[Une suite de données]
|---|

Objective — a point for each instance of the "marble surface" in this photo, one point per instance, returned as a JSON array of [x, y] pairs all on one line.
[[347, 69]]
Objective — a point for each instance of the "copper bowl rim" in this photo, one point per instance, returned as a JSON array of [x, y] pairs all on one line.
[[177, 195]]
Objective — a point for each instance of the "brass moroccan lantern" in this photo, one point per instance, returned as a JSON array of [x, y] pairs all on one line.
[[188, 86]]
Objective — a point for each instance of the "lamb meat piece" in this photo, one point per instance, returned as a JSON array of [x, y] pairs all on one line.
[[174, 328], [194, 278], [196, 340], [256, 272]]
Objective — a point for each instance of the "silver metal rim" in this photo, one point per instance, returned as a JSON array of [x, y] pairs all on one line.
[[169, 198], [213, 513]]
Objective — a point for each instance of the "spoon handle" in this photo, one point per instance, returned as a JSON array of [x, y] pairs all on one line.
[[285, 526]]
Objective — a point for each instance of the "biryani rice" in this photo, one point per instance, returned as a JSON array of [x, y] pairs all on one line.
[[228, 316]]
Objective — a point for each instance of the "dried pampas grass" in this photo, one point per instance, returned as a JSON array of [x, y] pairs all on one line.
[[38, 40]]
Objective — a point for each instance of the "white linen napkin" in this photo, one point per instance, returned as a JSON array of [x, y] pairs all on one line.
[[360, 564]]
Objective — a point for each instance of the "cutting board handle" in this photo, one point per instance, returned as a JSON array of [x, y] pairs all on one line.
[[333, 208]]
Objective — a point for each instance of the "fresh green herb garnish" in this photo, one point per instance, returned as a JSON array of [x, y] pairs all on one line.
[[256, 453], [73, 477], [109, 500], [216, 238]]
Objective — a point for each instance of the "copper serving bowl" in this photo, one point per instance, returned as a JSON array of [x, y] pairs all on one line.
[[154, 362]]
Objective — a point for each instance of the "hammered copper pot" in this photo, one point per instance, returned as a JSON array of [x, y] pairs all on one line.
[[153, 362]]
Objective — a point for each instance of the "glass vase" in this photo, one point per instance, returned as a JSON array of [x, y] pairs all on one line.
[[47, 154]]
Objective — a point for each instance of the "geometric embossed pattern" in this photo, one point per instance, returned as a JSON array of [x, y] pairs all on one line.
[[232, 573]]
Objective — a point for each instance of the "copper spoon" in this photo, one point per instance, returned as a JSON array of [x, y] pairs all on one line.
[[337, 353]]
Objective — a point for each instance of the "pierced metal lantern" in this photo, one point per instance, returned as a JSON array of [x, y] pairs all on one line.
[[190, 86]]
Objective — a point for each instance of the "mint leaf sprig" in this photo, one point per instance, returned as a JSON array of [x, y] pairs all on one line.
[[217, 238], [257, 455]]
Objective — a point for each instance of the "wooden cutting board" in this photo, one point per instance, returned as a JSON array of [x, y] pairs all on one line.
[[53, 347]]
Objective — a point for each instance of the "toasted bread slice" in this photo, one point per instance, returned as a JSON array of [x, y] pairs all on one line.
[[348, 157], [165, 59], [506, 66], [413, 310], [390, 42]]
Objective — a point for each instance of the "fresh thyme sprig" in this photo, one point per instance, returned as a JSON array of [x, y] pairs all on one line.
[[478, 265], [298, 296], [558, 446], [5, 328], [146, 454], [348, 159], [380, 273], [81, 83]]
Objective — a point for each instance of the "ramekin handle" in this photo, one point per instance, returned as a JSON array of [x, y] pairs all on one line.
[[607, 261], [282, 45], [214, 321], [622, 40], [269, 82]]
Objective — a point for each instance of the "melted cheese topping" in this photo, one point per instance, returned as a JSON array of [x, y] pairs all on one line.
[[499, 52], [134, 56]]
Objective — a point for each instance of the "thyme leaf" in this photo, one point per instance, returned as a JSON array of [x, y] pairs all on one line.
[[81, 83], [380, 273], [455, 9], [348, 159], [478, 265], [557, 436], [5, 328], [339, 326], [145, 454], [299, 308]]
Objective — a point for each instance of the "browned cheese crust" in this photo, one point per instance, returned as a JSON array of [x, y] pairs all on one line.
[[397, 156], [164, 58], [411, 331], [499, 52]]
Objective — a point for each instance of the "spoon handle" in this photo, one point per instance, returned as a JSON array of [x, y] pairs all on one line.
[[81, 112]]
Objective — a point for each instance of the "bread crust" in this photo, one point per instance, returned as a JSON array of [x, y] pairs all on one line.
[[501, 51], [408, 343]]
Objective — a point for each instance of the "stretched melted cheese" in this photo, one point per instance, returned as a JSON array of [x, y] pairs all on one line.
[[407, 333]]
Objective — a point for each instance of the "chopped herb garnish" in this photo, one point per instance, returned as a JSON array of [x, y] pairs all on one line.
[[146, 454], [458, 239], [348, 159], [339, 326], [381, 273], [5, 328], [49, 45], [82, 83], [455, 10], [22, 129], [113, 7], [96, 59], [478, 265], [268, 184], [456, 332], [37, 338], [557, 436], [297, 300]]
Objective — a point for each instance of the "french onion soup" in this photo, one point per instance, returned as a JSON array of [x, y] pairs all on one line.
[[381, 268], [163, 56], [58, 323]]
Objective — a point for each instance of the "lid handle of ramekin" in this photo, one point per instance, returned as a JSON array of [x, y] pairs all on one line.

|---|

Énoncé
Reprenez l'ensemble des données ci-dessus sous forme de liste numérotée, sans les lignes vides.

Corrigé
1. Objective — a point for each instance of the "marble surface" in this photo, one point per instance, returned as a JSON array of [x, y] pairs all on one line.
2. [[347, 69]]
3. Objective — a point for each instance of the "copper bowl rim" in this photo, one point per instance, returned as a JSON array of [x, y] pairs all on one line.
4. [[177, 195]]
5. Objective — a point for each instance of the "brass moroccan lantern" in this photo, one point per instance, returned as a JSON array of [x, y] pairs all on one line.
6. [[188, 86]]
7. Objective — a point for each instance of the "lamb meat piece" in this photo, one point per instance, returned as a JSON array of [x, y] pairs all on one line.
8. [[174, 328], [194, 278], [196, 340], [256, 272]]
9. Objective — a point for each instance of the "silver metal rim" in this photo, one point per instance, returned as a JSON array of [x, y] pairs all on one line.
10. [[169, 198], [213, 513]]
11. Objective — a point for each instance of the "spoon handle" in this photo, one point per instance, returned as a JSON array of [x, y] pairs all on one line.
12. [[285, 526]]
13. Objective — a point for each instance of the "biryani rice" in this photo, one point per instance, returned as a JSON array of [x, y] pairs all on one line.
14. [[228, 316]]
15. Objective — a point for each instance of the "dried pampas grass" in this photo, one point per instance, returned as a JSON array of [x, y] pairs all on one line.
16. [[38, 40]]
17. Objective — a point for each instance of the "white linen napkin" in this photo, one point per instance, returned as a JSON array of [x, y] pairs all on one line.
18. [[360, 564]]
19. Objective — a point for each instance of the "cutting board handle" in this photo, one point per instance, returned as a JSON array of [x, y] pairs all on one line.
20. [[333, 208]]
21. Objective — a point for each instance of the "fresh green herb garnish" in this photo, one point per instance, returned as a JSON array of [x, y] pairs all on one line.
22. [[256, 453], [73, 477], [109, 500], [216, 238]]
23. Objective — a point for each instance of the "copper serving bowl" in this photo, one point per instance, returned as a JSON array of [x, y] pairs all on one line.
24. [[154, 362]]
25. Objective — a point for each instance of the "hammered copper pot" in this photo, one point per instance, returned as a JSON array of [x, y] pairs all on one line.
26. [[153, 362]]
27. Objective — a point for each instance of the "glass vase" in this photo, one point per instance, returned as a JSON array of [x, y] pairs all on one line.
28. [[47, 154]]
29. Objective — a point for each instance of the "geometric embossed pattern" in this photo, one point per instance, returned as a JSON array of [x, y] pairs all on one line.
30. [[232, 573]]
31. Objective — a point for each instance of the "copper spoon" in this photo, one point per instance, returned as a JSON array of [x, y] pairs all on one line.
32. [[337, 353]]
33. Objective — a point for each instance of the "pierced metal lantern" in this photo, one point per instance, returned as a JSON array of [x, y] pairs all on one line.
34. [[190, 86]]
35. Objective — a point for each instance of the "mint leaf sprig" in this photo, one point per instance, returned as a JSON array of [x, y] pairs all on one line.
36. [[217, 238], [257, 455]]
37. Objective — a point for each instance of the "wooden cutting board" in this photo, one point per instance, returned as a JSON array of [x, y] pairs all on one line.
38. [[53, 347]]
39. Objective — a point for each instance of the "toasted bread slice" in this photo, one point per instance, returned as a JSON array of [x, y] pairs all on one line.
40. [[348, 157], [165, 59], [506, 66], [413, 310], [390, 42]]
41. Objective — a point for each instance of the "fresh thyme sprig" in this photo, one point per instance, returned as a JSON array of [x, y] pairs all on one line.
42. [[478, 265], [298, 296], [558, 446], [5, 328], [146, 454], [348, 159], [380, 273], [81, 83]]
43. Objective — a point for each instance of the "ramekin handle" in this photo, one point per instance, returned as a JSON array of [x, y] pairs all on one line.
44. [[607, 261], [282, 45], [214, 321], [622, 40], [269, 82]]
45. Objective — a point for each instance of the "melted cheese topping" in this photo, one point per instance, returned as a JSON array of [x, y] pairs all on one line.
46. [[499, 52], [134, 56]]
47. Objective — a point for each instance of the "thyme leaf" in this photo, one point per instance, returned as a JSON array of [x, y] pairs all on one line.
48. [[81, 83], [380, 273], [455, 9], [348, 159], [478, 265], [557, 436], [5, 328], [339, 326], [145, 454], [299, 308]]
49. Objective — a point for each instance of the "browned cheese crust" in this photo, one point per instance, returned as a JSON array of [x, y] pairs all on one line.
50. [[397, 156], [164, 58], [411, 331], [499, 52]]
51. Objective — a point for each instance of the "spoon handle" in this photo, one point per instance, returned as a JSON array of [x, y] pairs all on one line.
52. [[81, 112]]
53. Objective — a point for each instance of the "bread crust" in this photo, one point per instance, returned as a JSON array of [x, y] pairs all on one line.
54. [[501, 51], [408, 343]]
55. Objective — a point for each instance of the "stretched melted cheese" in this photo, one point per instance, returned as a JSON array of [x, y] pairs all on one line.
56. [[407, 333]]
57. Objective — a point for each instance of the "chopped herb garnish" in this photo, one point per instance, returned as a JSON array of [x, y] pairs all on one line.
58. [[146, 454], [458, 239], [348, 159], [339, 326], [381, 273], [5, 328], [49, 45], [82, 83], [455, 10], [22, 129], [113, 7], [96, 59], [478, 265], [268, 184], [456, 332], [37, 338], [557, 436], [297, 300]]
59. Objective — a point for each instance of the "french onion soup" in this photo, one point per instance, returned as a JSON array of [x, y] pairs all on one line.
60. [[381, 268], [163, 56], [58, 323]]
61. Objective — a point for each instance of the "lid handle of ramekin" in this photo, one point per instance, returned as a JSON array of [x, y] pairs all on one line.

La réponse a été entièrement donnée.